(Dataset items)

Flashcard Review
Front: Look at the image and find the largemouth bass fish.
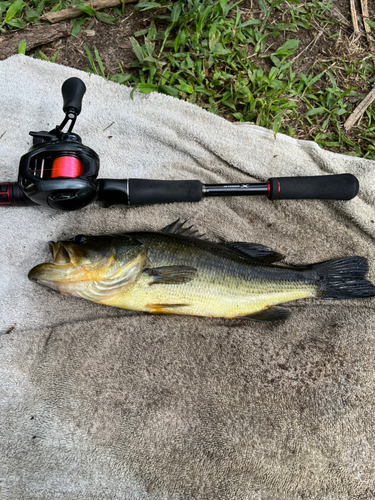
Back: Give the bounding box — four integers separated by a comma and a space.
29, 221, 375, 321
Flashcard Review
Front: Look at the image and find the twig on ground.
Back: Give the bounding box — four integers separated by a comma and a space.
344, 88, 375, 132
0, 23, 70, 60
361, 0, 375, 64
39, 0, 138, 23
350, 0, 359, 36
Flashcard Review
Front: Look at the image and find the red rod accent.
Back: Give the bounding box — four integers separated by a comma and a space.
0, 182, 11, 205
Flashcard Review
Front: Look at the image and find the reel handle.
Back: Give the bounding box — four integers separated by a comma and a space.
61, 77, 86, 116
0, 182, 37, 207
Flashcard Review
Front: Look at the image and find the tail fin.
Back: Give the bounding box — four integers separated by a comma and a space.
312, 257, 375, 300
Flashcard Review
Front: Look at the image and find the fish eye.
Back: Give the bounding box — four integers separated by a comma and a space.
74, 234, 87, 245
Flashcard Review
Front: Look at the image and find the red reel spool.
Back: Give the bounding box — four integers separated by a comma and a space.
51, 156, 83, 179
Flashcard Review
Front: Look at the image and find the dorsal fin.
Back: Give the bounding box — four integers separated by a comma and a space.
220, 241, 285, 264
160, 219, 207, 240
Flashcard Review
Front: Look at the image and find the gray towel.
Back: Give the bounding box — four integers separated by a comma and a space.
0, 55, 375, 500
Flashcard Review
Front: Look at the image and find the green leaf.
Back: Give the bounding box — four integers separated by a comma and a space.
76, 3, 96, 16
7, 18, 26, 29
94, 47, 105, 78
274, 40, 299, 56
130, 37, 145, 62
171, 2, 181, 23
305, 107, 326, 116
136, 83, 158, 94
18, 40, 26, 55
72, 16, 87, 36
159, 85, 180, 97
259, 0, 268, 14
84, 45, 99, 75
176, 83, 194, 94
4, 0, 26, 23
136, 2, 162, 11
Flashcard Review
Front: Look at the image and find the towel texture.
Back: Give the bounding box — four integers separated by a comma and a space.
0, 55, 375, 500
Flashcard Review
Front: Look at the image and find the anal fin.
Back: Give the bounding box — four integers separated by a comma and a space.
220, 241, 284, 264
143, 266, 197, 285
237, 306, 291, 321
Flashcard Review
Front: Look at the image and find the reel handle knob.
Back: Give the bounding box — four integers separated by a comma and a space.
61, 77, 86, 118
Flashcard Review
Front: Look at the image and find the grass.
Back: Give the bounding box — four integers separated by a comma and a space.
0, 0, 375, 159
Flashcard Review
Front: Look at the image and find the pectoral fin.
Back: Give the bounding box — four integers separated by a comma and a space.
237, 306, 291, 321
143, 266, 197, 285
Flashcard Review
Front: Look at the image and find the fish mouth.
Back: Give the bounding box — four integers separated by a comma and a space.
28, 241, 73, 290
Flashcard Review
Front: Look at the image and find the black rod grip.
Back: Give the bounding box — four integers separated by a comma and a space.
61, 76, 86, 116
128, 179, 202, 205
268, 174, 359, 200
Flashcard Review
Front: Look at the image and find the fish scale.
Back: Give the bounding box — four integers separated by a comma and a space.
29, 222, 375, 321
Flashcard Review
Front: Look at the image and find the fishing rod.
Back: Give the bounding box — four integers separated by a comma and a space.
0, 78, 359, 211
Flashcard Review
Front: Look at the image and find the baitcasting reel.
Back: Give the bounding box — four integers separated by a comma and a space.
0, 78, 359, 211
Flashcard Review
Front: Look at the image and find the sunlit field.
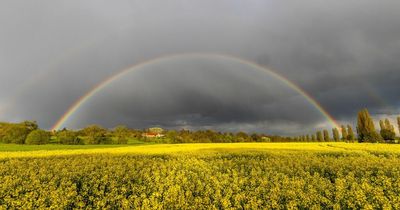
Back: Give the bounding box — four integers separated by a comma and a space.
0, 143, 400, 209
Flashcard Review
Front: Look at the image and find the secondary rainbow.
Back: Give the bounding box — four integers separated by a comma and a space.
51, 53, 339, 130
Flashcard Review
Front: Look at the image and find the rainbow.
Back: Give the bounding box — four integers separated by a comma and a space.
51, 53, 340, 130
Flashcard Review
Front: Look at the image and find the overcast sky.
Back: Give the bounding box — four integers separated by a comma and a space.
0, 0, 400, 135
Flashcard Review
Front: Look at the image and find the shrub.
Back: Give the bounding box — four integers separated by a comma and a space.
25, 130, 50, 144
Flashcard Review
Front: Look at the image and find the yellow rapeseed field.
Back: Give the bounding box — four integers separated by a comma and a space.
0, 143, 400, 209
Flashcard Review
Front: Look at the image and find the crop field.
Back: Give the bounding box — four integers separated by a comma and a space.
0, 143, 400, 209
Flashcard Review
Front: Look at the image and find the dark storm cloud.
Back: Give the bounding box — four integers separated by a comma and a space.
0, 0, 400, 134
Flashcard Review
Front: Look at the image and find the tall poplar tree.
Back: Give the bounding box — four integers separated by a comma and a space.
357, 109, 382, 142
341, 125, 348, 141
332, 128, 340, 141
346, 125, 356, 141
317, 131, 324, 141
324, 130, 331, 141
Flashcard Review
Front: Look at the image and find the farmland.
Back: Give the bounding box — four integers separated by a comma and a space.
0, 142, 400, 209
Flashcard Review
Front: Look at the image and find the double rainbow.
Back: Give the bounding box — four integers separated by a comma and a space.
51, 53, 339, 130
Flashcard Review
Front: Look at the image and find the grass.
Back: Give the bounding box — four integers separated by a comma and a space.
0, 139, 154, 152
0, 142, 400, 158
0, 142, 400, 209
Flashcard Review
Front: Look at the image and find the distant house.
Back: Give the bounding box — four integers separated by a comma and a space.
142, 132, 164, 138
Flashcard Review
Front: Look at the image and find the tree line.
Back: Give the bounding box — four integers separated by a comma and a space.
294, 109, 400, 143
0, 109, 400, 144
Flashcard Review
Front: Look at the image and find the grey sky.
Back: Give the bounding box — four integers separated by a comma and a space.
0, 0, 400, 135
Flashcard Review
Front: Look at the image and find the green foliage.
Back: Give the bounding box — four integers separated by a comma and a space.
148, 127, 164, 133
0, 123, 32, 144
113, 125, 129, 144
347, 125, 356, 141
324, 130, 331, 141
357, 109, 382, 142
25, 130, 50, 144
341, 125, 348, 140
397, 117, 400, 135
0, 150, 400, 209
82, 125, 112, 144
332, 128, 340, 141
57, 129, 83, 145
317, 131, 324, 142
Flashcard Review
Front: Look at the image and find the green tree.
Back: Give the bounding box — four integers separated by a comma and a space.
317, 131, 324, 141
357, 109, 382, 142
379, 119, 396, 140
113, 125, 129, 144
236, 131, 250, 142
57, 129, 83, 144
324, 130, 331, 141
347, 125, 356, 141
341, 125, 348, 141
82, 125, 111, 144
148, 127, 164, 133
332, 128, 340, 141
1, 123, 31, 144
397, 117, 400, 135
25, 130, 50, 144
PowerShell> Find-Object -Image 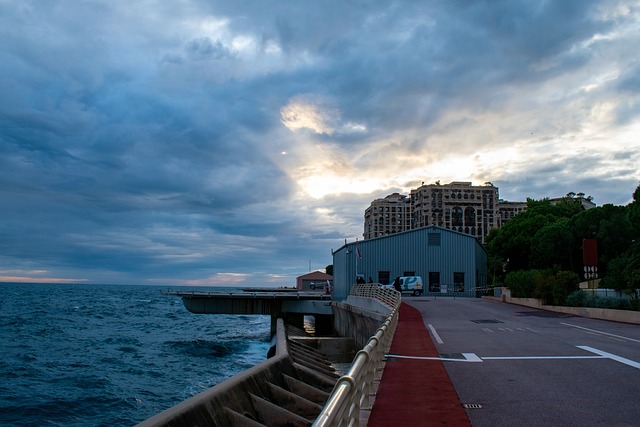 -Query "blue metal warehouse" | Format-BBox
[333,226,487,300]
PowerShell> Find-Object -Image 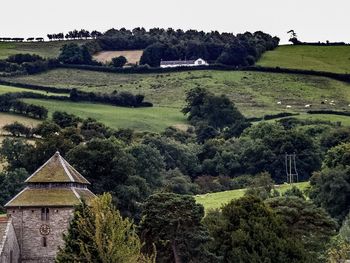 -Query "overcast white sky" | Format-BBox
[0,0,350,43]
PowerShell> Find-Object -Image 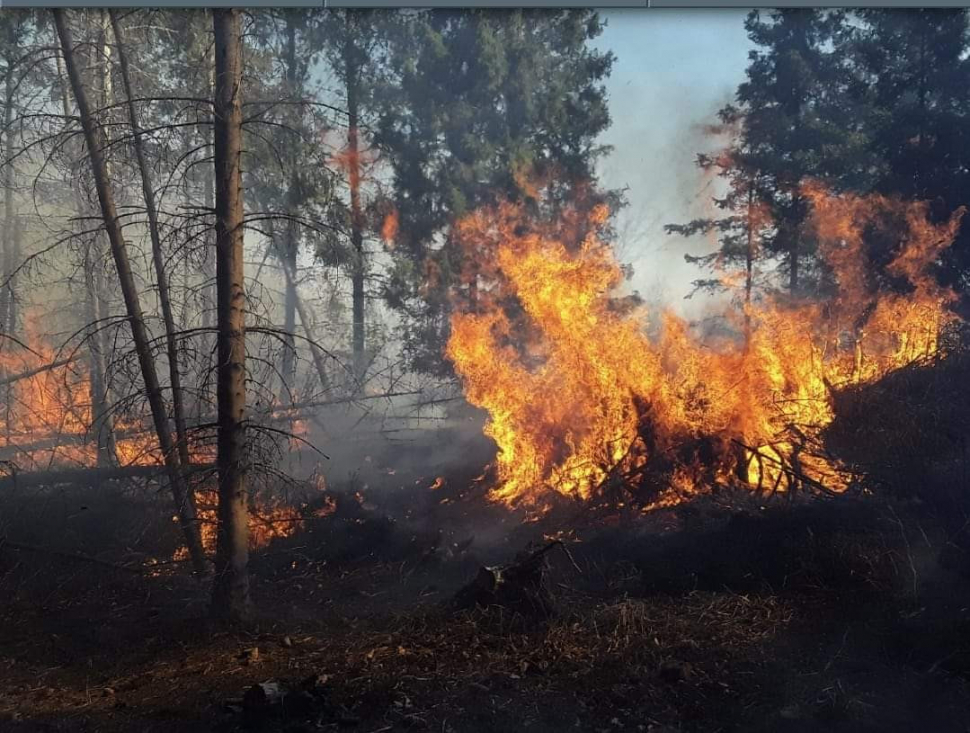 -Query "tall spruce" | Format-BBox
[375,10,618,373]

# DIRECTIONS FOR THIS TASK
Please return every line of the records that contains the word "reel", treating uppercase and lowercase as different.

# FINISHED ANSWER
Front: Look at the image and find the reel handle.
Front: Look at the image and find the red reel spool.
Front: Look at the image and find the reel handle knob.
Front: Look at the image and find the baitcasting reel.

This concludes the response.